== What is expected ==
The string "bench" may appear in lines of the entries below. Report how many lines hold it, with only the number.

Collection entries:
<<<<
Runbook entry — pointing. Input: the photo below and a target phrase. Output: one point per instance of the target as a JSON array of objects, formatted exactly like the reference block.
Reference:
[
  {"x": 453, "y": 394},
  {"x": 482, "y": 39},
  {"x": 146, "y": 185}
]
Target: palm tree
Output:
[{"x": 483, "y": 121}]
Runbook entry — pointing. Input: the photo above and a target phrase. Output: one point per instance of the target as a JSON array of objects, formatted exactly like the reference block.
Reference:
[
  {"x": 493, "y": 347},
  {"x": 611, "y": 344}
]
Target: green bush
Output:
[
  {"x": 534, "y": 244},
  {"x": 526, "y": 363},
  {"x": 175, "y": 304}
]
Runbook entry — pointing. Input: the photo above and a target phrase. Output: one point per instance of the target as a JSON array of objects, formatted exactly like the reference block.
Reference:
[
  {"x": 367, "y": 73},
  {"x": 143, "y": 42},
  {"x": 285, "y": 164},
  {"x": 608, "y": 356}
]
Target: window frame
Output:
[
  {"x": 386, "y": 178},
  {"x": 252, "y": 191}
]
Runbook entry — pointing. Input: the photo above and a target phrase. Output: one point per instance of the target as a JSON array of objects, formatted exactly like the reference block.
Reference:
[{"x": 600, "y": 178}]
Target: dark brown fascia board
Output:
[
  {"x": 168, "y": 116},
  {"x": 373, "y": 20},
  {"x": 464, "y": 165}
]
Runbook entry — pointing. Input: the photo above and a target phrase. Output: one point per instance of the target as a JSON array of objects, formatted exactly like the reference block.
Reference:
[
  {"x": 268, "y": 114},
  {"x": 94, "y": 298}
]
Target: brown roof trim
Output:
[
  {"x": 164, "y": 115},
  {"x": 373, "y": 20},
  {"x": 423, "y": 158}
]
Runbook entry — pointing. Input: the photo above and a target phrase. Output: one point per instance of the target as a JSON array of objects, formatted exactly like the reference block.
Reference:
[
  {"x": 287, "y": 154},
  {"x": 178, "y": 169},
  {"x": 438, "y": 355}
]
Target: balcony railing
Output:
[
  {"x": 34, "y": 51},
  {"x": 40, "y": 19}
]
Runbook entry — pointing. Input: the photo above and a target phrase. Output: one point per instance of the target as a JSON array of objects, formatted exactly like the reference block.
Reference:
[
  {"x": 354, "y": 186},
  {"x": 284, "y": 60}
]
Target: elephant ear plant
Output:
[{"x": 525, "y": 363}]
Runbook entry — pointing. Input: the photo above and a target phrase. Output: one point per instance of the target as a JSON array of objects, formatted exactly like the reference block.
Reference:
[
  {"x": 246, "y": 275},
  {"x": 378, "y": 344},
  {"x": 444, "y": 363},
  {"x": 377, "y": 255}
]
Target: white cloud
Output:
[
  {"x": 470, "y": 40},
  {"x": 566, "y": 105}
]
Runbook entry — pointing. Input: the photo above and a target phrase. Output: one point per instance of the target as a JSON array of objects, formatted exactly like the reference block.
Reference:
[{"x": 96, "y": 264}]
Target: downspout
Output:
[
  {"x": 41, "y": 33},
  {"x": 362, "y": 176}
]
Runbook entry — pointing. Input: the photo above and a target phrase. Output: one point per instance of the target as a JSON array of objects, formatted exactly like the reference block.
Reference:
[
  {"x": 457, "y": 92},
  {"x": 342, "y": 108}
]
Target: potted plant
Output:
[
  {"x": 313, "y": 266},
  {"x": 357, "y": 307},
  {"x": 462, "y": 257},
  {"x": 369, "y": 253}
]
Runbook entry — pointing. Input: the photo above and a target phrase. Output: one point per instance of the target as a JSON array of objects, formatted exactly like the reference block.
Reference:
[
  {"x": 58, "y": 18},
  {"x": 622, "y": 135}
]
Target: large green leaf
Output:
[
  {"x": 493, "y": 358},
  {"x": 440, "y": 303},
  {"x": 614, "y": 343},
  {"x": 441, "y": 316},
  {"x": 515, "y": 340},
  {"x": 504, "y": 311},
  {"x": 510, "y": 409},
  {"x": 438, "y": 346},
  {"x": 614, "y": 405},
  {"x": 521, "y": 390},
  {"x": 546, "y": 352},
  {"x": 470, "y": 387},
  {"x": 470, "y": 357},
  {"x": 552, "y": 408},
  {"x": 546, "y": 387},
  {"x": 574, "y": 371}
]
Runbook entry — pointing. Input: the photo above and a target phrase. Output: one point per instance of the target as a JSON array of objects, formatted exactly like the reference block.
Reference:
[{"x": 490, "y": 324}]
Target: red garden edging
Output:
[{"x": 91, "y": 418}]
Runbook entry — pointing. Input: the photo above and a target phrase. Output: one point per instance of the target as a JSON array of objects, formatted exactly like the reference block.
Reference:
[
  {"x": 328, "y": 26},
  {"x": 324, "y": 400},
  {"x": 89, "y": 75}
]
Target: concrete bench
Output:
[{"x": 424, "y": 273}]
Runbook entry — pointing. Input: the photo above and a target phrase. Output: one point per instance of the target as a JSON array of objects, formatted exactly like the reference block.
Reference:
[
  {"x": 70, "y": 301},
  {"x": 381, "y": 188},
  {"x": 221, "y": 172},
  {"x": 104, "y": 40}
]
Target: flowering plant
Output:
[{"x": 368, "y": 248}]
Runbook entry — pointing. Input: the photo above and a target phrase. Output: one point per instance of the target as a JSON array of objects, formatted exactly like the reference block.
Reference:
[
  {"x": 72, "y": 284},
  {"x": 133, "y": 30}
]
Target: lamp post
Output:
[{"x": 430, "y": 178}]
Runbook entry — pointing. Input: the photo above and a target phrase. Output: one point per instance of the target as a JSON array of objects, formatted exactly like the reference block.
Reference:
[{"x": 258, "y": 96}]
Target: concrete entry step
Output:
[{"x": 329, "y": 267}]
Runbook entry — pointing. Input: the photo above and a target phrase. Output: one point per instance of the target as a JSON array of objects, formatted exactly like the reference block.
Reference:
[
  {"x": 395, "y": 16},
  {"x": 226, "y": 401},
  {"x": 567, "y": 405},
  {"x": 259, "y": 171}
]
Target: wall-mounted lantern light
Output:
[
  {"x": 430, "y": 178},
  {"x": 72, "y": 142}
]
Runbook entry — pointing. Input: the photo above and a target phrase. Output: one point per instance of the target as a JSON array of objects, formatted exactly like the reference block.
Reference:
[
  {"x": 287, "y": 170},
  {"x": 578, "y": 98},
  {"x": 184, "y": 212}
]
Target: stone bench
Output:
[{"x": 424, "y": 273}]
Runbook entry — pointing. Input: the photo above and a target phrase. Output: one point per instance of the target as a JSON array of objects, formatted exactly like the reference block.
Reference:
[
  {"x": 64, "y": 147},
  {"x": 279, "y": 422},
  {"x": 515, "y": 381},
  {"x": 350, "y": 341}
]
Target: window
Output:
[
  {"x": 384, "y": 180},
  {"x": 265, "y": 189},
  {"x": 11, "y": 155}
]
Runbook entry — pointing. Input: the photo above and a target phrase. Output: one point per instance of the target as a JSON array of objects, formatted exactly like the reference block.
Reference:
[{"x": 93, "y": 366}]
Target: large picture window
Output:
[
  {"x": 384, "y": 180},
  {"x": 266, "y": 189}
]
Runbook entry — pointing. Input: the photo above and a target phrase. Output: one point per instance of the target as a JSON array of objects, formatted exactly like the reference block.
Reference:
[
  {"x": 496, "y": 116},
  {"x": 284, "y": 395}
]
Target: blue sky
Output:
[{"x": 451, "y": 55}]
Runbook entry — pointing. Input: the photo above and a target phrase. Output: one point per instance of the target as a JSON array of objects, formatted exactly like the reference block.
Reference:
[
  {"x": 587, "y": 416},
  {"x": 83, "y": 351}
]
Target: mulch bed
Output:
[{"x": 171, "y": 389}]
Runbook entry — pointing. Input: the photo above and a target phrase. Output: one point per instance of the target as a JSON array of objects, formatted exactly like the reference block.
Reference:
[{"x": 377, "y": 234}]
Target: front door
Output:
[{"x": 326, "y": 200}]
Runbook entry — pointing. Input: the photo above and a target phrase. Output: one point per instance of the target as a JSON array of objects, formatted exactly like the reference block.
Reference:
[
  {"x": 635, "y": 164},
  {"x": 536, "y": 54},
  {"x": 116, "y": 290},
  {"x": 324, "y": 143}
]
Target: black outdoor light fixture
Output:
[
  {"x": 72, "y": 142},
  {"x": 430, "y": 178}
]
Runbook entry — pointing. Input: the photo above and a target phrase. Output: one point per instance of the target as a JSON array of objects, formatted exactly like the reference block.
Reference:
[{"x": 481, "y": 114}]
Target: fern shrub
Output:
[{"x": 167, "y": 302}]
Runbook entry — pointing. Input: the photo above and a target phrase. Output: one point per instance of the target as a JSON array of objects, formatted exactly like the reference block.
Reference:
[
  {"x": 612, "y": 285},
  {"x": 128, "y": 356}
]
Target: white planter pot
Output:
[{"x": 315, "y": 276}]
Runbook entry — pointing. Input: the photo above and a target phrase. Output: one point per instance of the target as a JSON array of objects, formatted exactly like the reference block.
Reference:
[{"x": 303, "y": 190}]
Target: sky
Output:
>>>>
== Output for this task ==
2